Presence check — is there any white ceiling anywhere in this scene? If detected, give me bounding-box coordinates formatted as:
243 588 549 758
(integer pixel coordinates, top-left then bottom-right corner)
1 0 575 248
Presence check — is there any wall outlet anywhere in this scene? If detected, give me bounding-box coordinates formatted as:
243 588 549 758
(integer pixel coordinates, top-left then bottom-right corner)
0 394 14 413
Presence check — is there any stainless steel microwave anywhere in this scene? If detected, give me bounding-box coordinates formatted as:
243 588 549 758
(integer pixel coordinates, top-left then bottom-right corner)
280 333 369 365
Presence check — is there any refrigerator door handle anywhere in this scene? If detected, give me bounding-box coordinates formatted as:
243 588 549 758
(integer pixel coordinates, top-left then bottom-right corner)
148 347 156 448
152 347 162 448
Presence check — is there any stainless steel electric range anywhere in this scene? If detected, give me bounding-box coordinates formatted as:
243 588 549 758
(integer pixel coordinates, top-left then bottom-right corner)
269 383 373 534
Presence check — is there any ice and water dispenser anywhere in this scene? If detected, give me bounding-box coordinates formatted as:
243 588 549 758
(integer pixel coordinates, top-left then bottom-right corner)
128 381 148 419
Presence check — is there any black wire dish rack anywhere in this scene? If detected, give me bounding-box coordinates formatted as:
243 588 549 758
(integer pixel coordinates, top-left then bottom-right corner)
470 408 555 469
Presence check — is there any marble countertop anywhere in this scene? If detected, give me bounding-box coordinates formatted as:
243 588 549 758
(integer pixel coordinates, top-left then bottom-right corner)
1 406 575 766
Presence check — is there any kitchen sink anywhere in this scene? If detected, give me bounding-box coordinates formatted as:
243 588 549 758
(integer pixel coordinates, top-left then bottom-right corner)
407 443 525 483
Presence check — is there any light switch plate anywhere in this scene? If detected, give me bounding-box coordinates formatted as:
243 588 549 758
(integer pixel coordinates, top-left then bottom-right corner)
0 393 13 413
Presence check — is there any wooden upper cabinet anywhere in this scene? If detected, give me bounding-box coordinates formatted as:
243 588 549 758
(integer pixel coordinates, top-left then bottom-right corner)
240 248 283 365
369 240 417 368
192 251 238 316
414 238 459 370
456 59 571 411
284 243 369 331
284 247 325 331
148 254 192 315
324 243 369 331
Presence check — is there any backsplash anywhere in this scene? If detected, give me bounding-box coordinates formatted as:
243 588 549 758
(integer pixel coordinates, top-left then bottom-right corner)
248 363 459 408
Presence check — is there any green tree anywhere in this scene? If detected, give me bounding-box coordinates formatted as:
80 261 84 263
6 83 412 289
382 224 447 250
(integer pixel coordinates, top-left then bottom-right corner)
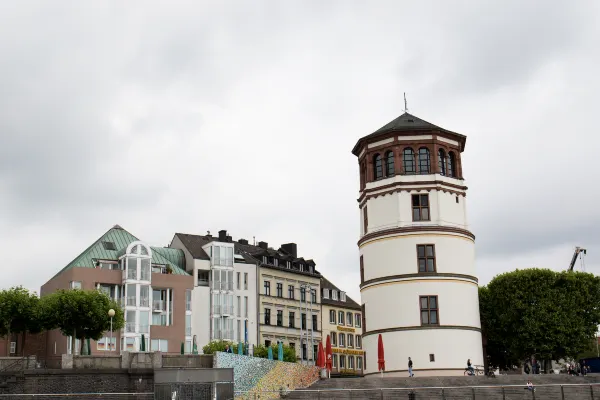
44 290 125 349
479 269 600 368
202 340 246 354
0 286 46 354
253 344 296 362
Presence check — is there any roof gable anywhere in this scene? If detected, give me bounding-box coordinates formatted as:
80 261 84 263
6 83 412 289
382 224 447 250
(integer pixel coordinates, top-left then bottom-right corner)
54 225 189 277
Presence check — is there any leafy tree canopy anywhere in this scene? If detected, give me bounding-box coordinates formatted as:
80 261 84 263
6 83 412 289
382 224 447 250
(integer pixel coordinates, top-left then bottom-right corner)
43 290 125 340
202 340 246 354
253 344 296 362
479 269 600 368
0 286 45 337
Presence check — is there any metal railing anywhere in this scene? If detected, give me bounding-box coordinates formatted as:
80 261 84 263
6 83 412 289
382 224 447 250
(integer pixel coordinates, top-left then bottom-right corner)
235 383 600 400
0 392 154 400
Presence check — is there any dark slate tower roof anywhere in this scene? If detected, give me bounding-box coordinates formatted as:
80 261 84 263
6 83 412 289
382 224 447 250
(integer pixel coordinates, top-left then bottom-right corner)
352 112 467 156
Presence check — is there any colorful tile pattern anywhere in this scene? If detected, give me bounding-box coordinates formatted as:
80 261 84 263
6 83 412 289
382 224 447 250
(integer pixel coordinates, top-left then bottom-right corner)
214 352 319 399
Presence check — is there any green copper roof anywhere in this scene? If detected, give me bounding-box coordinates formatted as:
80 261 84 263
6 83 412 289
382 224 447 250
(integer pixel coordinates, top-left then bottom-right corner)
55 225 189 276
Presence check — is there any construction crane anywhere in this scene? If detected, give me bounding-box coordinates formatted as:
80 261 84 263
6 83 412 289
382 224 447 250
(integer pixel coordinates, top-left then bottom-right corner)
568 247 587 272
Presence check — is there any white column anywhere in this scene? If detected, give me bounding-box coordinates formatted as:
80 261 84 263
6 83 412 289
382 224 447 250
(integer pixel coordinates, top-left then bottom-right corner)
166 289 171 326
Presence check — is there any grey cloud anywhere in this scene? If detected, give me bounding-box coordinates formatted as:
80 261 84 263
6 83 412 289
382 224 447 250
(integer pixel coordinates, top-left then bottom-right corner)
0 1 600 300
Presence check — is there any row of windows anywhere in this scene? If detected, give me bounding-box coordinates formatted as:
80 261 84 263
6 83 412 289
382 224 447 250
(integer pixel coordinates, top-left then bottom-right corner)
263 281 317 303
323 289 346 301
360 244 437 284
329 310 361 328
331 354 363 370
329 332 362 349
264 308 319 331
373 147 456 180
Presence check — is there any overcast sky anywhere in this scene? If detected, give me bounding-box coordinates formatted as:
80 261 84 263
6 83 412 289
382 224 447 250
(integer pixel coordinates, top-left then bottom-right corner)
0 0 600 300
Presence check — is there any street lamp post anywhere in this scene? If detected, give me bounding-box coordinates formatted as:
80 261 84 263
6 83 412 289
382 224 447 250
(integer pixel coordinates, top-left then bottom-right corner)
108 308 116 351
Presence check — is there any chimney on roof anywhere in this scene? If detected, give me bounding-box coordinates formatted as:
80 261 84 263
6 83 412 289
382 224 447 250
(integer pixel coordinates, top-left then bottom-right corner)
281 243 298 258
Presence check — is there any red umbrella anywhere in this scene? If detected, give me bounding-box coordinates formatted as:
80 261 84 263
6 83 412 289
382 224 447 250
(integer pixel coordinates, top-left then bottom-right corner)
325 335 331 371
377 333 385 371
317 342 325 368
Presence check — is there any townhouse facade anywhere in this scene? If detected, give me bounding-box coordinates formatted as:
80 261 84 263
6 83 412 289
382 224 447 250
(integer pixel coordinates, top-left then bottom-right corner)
321 277 366 375
170 230 258 353
40 225 193 359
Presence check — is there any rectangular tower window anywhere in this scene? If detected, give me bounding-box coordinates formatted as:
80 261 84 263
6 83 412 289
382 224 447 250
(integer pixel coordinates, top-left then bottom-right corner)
412 194 430 221
419 296 440 325
360 256 365 285
417 244 435 272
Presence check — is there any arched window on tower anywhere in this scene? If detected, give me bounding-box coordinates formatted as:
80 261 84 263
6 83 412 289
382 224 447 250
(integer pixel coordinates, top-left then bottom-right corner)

■ SHORT EXERCISE: Retype every item above word for word, without the pictures.

■ REPLY:
Presence check — is there any white ceiling anywhere in this scene? If detected, give me bounding-box coordinates formatted as:
243 588 549 758
(integer pixel coordinates, top-left then bottom-right corner)
1 0 575 248
Presence check — is there any wall outlet anywhere in this scene? If detected, give me bounding-box coordinates formatted as:
243 588 549 758
(integer pixel coordinates, top-left then bottom-right corner)
0 394 14 413
Presence check — is there any stainless steel microwave anywhere in this scene? If detected, give me bounding-box coordinates formatted as:
243 588 549 758
(integer pixel coordinates, top-left then bottom-right corner)
280 333 369 365
Presence check — is there any refrigerator door handle anywhere in this scene? If detected, give me bounding-box coordinates formatted as:
243 588 549 758
(integer pixel coordinates, top-left then bottom-right corner)
148 347 156 448
152 347 162 448
Presence check — is there any stainless steel electric range anywhere in this scene? If detected, give me bounding-box coordinates formatted as:
243 588 549 758
(integer pixel coordinates, top-left then bottom-right corner)
269 383 373 534
Presence check — is there any ice and water dispenser anywhere in this scene? If detected, give me bounding-box coordinates formatted as:
243 588 549 758
(integer pixel coordinates, top-left then bottom-right corner)
128 381 148 419
Presence check — is there any black wire dish rack anywhere in this scene? If detected, give me bounding-box coordinates formatted as:
243 588 549 758
(integer pixel coordinates, top-left then bottom-right corner)
470 408 555 469
Presence check — is there any marble countertop anywhere in this scene? If detected, give me bounding-box coordinates formatted as:
243 588 549 758
(integer pixel coordinates, top-left then bottom-right corner)
1 406 575 766
Presence check — is there any kitchen sink anywhere in this scene? If detected, give me bounding-box coordinates formatted as:
243 588 549 758
(integer pixel coordinates, top-left then bottom-right corner)
407 443 525 483
Presence check — is there any light switch plate anywhere in this scene? If detected, give me bounding-box coordinates formatted as:
243 588 549 758
(integer pixel coordinates, top-left then bottom-right corner)
0 393 13 413
Presence check — is there any wooden upper cabinet anywhere in this scene? If detected, give me bounding-box coordinates formatted as:
243 588 549 758
(integer pixel coordinates, top-left then bottom-right corner)
240 248 283 365
369 240 417 368
192 251 238 316
414 238 459 370
456 59 571 411
284 243 369 331
284 247 325 331
148 254 192 315
324 243 369 331
Presence check — is there any backsplash anywhere in this scene? If detected, give me bounding-box coordinates formatted as:
243 588 549 758
(integer pixel coordinates, top-left then bottom-right corner)
248 363 459 408
Presence check — is there any green tree anywhere in this scene? If detected, give me bounding-box coordinates formatted as:
80 261 84 263
6 83 412 289
382 224 447 250
(integer pixel coordinates, top-left then bottom-right corner)
44 290 125 349
479 269 600 368
202 340 246 354
0 286 46 354
253 344 296 362
Presence check — is there any roof gable anywhere in this scene? If detected, give me bounding-box coordinates formatted as:
80 261 84 263
6 83 412 289
382 224 447 250
(integer pixel coordinates, top-left then bottom-right corner)
54 225 189 277
Presence check — is there any leafy tree canopy anywhere in this scene? If detected, give me bounding-box coordinates formatted as:
80 261 84 263
6 83 412 289
382 224 447 250
(integer pixel coordinates, top-left then bottom-right corner)
43 290 125 340
202 340 246 354
253 344 296 362
479 269 600 368
0 286 45 337
Presence check — is there any metal railing anywhere in this scene? If detected, give me bounding-box coordinates formatted as:
80 261 84 263
6 83 412 289
382 224 447 250
(integer pixel coordinates, top-left then bottom-right corner)
235 383 600 400
0 392 154 400
Presence check — is there any dark slate tower roof anywhere in this scene? If detected, give me bounding-box coordinates formatted as:
80 261 84 263
6 83 412 289
382 224 447 250
(integer pixel coordinates, top-left then bottom-right corner)
352 112 467 156
Presence check — is there any colorful tile pattern anywhere in this scene? If detected, give me bounding-box coordinates formatted as:
80 261 84 263
6 83 412 289
382 224 447 250
(integer pixel coordinates, top-left then bottom-right corner)
214 352 319 399
Presence check — is there any green copper roof anywhere in this scene? If detected, give me bounding-box coordinates formatted as:
80 261 84 263
6 83 412 289
382 224 447 250
(integer pixel coordinates, top-left then bottom-right corner)
55 225 189 276
Presence check — is there any construction crane anywhere in this scene? If detected, give me bounding-box coordinates formatted as:
80 261 84 263
6 83 412 289
382 224 447 250
(integer pixel coordinates, top-left then bottom-right corner)
568 247 587 272
Presence check — is there any white column anywhere in this scene? If detected, give me bounding-box coordinates formatted as:
80 261 84 263
6 83 412 289
382 224 447 250
(integer pixel coordinates, top-left then bottom-right corner)
166 289 171 326
Presence check — is there any grey cloud anywhere in this scene? If detected, give me bounding-box coordinates formatted as:
80 261 84 263
6 83 412 289
382 224 447 250
(integer pixel coordinates, top-left then bottom-right corner)
0 1 600 300
Presence check — is there any row of windows anywhere in this scene? If detected, give me bounding-box coordinates formatted as:
80 261 84 263
6 83 412 289
382 224 447 250
(integer pixel coordinates, top-left then bottom-right corner)
263 281 317 303
323 289 346 301
360 244 437 284
329 310 361 328
331 354 363 370
329 332 362 349
264 308 319 331
373 147 456 180
Presence check — is there any overcast sky anywhere in this scene? If detected, give me bounding-box coordinates formatted as:
80 261 84 263
6 83 412 289
382 224 447 250
(integer pixel coordinates, top-left then bottom-right corner)
0 0 600 300
Presence check — is there any street lamp post anywhere in this scene? If detected, give me bounding-box coordinates formatted as:
80 261 84 263
6 83 412 289
382 224 447 250
(integer pixel coordinates, top-left then bottom-right corner)
108 308 116 351
Presence check — is there any chimney on roof anywhere in this scene? If detected, give me bounding-box coordinates formatted as:
80 261 84 263
6 83 412 289
382 224 447 250
(integer pixel coordinates, top-left then bottom-right corner)
281 243 298 258
Presence check — is there any red umbrella anywhere in this scene? If detected, give me bounding-box coordinates formatted as:
80 261 84 263
6 83 412 289
382 224 447 250
(integer pixel coordinates, top-left then bottom-right corner)
325 335 331 371
377 333 385 371
317 342 325 368
Presence check — is there any townhouse facade anywhere in this scene? If detected, give me bounding-box coordinates formatted as:
80 261 84 263
6 83 412 289
382 224 447 250
(integer pixel coordinates, top-left then bottom-right corner)
321 277 366 375
170 230 258 353
40 225 193 359
Presence check — is there any rectangular tower window anywhere in this scene? If detected, give me bounding-box coordinates formatted as:
80 261 84 263
6 83 412 289
382 224 447 250
(integer pixel coordinates, top-left then bottom-right corner)
412 194 430 221
419 296 440 325
360 256 365 285
417 244 435 272
Presence check — is there any arched window on tower anywhere in this scene? If detected, give me bounding-box coordinates formatted as:
80 261 84 263
6 83 412 289
382 224 447 250
(integer pixel coordinates, top-left then bottom-right corner)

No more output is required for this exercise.